GIVEN PROBLEM
Give the lines below as a Markdown table with columns "Row" and "Line", numbering each row and leaving out blank lines. Begin at the line that contains "In this picture, where can the concrete" and stop after the last line.
——————————
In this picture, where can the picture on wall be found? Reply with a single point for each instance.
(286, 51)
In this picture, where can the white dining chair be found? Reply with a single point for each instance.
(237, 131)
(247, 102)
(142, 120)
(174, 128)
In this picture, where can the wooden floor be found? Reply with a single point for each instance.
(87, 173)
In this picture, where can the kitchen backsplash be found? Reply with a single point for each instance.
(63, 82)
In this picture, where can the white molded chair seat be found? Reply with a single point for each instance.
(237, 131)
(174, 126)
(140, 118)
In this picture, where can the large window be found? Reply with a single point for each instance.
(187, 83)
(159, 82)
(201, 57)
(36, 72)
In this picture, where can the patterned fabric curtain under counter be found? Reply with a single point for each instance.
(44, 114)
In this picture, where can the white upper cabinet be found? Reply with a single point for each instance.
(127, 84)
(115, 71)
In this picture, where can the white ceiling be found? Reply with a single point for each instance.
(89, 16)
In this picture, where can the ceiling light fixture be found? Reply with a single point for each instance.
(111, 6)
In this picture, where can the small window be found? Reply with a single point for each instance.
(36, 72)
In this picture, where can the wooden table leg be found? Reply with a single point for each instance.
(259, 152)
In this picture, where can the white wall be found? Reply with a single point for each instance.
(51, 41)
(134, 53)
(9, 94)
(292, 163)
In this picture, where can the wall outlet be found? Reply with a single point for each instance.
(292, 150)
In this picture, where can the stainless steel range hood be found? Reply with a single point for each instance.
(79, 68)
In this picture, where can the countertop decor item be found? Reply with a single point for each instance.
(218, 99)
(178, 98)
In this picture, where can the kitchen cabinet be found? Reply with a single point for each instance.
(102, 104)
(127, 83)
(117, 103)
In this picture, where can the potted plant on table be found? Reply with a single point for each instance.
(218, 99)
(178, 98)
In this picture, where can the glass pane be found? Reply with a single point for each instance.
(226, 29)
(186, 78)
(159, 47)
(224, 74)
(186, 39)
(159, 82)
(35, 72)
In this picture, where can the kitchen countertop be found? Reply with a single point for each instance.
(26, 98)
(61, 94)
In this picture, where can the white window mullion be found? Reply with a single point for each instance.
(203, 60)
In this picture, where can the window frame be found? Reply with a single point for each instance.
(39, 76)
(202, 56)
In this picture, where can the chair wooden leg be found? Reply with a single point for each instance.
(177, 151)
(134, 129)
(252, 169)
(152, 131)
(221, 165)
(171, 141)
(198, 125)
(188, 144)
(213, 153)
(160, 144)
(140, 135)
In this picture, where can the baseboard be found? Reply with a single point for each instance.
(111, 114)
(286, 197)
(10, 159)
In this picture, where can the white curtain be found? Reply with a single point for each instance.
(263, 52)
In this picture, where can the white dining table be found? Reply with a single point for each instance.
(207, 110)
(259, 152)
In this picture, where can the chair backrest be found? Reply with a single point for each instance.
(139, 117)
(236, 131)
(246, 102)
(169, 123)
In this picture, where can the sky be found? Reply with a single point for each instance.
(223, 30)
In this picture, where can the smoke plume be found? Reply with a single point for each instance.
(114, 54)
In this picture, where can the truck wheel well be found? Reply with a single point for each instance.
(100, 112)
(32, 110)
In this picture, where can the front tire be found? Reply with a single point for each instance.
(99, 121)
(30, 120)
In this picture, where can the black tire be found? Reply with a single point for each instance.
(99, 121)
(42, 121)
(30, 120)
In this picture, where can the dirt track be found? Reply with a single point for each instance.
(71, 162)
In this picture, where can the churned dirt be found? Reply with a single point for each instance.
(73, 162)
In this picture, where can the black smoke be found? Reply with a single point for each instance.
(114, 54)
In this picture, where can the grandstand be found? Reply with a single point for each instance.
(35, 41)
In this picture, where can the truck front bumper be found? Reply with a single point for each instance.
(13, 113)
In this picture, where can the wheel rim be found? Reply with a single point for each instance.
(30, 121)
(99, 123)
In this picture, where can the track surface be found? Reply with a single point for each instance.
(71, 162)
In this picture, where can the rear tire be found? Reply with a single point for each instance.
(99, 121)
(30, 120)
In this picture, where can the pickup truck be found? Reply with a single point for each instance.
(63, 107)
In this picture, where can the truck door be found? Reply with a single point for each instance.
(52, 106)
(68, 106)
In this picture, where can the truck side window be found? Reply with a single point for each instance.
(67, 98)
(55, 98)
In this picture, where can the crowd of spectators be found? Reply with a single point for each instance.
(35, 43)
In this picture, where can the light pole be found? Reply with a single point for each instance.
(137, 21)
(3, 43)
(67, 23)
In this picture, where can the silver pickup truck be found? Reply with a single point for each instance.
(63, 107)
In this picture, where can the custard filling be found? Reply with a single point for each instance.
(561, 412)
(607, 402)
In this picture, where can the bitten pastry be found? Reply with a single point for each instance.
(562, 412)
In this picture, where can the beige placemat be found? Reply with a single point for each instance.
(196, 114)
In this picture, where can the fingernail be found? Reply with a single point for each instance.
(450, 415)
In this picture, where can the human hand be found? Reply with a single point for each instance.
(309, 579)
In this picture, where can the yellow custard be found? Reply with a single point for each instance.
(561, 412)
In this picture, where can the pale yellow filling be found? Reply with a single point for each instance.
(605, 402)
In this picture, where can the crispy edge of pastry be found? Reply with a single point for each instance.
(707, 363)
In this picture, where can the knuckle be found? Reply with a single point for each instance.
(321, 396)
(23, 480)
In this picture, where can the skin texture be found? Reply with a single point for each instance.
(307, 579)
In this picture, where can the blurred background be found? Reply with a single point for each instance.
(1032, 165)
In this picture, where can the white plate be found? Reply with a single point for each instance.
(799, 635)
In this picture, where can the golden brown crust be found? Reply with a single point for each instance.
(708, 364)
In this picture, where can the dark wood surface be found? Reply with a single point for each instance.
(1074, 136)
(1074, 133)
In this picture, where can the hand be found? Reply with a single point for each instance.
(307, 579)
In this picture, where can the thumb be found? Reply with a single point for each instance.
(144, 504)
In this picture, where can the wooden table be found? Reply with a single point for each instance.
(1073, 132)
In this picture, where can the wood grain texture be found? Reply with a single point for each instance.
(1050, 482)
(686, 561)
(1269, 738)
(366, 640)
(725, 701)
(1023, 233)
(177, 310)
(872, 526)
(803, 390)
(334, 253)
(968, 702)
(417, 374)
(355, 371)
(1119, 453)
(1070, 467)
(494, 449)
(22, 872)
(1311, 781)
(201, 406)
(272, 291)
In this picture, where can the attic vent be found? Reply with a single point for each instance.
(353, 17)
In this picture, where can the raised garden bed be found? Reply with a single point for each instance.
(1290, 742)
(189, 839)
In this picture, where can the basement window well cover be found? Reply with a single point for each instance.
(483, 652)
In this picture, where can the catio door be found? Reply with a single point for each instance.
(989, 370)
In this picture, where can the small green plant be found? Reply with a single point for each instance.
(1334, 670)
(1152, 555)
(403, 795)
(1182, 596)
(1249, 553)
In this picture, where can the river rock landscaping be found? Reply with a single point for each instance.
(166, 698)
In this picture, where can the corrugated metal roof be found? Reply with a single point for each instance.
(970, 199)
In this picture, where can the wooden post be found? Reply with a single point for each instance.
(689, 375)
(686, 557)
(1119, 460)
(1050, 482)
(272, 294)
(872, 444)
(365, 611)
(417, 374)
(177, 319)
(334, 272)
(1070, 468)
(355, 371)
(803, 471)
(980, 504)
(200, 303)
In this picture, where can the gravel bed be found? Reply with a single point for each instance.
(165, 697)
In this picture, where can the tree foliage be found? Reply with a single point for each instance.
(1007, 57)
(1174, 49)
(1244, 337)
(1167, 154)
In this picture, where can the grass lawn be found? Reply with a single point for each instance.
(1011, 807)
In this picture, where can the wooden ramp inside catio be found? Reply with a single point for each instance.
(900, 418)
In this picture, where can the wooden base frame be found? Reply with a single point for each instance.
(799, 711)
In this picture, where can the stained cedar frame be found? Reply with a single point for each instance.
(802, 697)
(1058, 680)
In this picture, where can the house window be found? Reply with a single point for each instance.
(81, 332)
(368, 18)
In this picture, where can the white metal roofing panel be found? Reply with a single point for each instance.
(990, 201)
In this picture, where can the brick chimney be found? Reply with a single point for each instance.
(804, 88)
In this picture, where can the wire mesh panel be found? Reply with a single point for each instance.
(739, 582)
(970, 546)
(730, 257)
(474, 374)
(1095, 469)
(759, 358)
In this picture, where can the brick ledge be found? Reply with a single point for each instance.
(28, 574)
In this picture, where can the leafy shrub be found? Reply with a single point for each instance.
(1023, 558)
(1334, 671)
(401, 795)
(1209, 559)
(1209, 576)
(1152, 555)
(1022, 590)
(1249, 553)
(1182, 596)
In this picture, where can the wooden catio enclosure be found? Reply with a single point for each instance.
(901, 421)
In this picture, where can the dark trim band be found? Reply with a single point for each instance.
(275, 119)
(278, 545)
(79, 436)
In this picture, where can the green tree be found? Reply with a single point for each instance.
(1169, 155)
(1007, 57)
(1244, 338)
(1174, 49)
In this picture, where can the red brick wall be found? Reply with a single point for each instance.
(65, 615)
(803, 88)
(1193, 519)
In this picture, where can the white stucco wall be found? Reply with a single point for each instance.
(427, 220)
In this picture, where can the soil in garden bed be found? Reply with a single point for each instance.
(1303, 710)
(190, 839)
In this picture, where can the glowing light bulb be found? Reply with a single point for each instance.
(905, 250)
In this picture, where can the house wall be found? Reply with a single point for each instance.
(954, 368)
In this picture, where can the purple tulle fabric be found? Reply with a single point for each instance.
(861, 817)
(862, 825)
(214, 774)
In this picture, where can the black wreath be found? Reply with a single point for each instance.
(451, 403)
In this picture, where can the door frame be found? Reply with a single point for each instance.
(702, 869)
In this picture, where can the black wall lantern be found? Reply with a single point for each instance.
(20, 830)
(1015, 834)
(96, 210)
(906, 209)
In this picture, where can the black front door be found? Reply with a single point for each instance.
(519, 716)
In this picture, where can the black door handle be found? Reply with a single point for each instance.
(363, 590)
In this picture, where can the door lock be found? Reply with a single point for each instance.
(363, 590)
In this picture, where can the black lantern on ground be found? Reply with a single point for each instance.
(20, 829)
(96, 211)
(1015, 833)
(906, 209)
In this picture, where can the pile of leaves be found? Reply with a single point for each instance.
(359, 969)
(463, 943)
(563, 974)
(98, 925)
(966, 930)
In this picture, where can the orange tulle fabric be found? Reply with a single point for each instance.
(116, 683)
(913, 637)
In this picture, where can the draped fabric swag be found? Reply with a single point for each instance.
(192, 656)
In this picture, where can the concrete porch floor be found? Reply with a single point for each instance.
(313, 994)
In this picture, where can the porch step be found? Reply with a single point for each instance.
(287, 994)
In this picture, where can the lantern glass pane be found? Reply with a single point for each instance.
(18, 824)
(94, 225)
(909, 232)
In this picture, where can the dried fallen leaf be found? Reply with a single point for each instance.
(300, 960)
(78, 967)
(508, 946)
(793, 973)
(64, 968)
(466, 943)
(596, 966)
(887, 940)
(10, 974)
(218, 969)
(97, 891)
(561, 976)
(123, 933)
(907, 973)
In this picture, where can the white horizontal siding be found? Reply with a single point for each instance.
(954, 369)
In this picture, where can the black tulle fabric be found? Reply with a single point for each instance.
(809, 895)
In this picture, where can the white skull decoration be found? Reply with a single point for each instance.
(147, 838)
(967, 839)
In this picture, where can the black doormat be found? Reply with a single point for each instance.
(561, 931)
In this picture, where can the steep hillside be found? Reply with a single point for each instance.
——————————
IN RESPONSE
| Row | Line |
|---|---|
| 1 | In this picture, where can the concrete porch floor be found? Reply with a single point for each instance. |
| 2 | (313, 994) |
| 3 | In this picture, where can the porch step be found? Reply with a single point for each instance. |
| 4 | (287, 994) |
| 5 | In this picture, where can the lantern glass pane be found? Reply with a single point for each instance. |
| 6 | (18, 824) |
| 7 | (94, 225) |
| 8 | (909, 232) |
| 9 | In this picture, where can the dried fallen leaf be found? Reply with a single point for each instance. |
| 10 | (300, 960) |
| 11 | (78, 967) |
| 12 | (508, 946) |
| 13 | (793, 973) |
| 14 | (64, 968) |
| 15 | (466, 943) |
| 16 | (596, 966) |
| 17 | (887, 940) |
| 18 | (10, 974) |
| 19 | (218, 969) |
| 20 | (97, 891) |
| 21 | (561, 976) |
| 22 | (123, 933) |
| 23 | (907, 973) |
| 24 | In this picture, where can the white horizontal siding be found? Reply with a single point for each instance. |
| 25 | (954, 369) |
| 26 | In this picture, where can the black tulle fabric be found? Reply with a single point for each instance. |
| 27 | (809, 895) |
| 28 | In this picture, where can the white skull decoration be found? Reply with a single point for each instance. |
| 29 | (147, 838) |
| 30 | (967, 839) |
| 31 | In this picture, where can the black doormat be found? Reply with a single point for each instance. |
| 32 | (561, 931) |
| 33 | In this picture, where can the steep hillside be found? Reply with a single point for each instance. |